### What the task asks
Beginning at the line that holds "Shelf-audit task: drop a dot on every instance of the person", copy the material below exactly through its last line.

### Information provided
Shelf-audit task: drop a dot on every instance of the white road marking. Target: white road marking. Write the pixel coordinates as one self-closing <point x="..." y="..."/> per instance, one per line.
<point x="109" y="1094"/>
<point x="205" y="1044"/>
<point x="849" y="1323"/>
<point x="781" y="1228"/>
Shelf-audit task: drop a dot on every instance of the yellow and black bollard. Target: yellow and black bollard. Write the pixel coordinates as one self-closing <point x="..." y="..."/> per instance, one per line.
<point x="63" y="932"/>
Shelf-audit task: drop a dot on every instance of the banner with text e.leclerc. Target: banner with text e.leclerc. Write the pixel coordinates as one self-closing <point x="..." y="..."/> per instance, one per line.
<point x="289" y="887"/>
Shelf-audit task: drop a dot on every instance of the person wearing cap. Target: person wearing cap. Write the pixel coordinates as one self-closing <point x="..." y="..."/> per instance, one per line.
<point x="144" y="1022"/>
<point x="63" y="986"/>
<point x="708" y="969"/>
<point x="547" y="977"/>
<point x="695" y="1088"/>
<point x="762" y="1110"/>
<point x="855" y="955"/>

### Response for this exercise
Shelf-audit task: drop a dot on every instance of the person wearing cap. Target: person wearing cap. Write the pixel coordinates as one self-closing <point x="..." y="..."/> per instance, one per line.
<point x="144" y="1022"/>
<point x="63" y="986"/>
<point x="708" y="969"/>
<point x="547" y="977"/>
<point x="695" y="1088"/>
<point x="762" y="1110"/>
<point x="855" y="955"/>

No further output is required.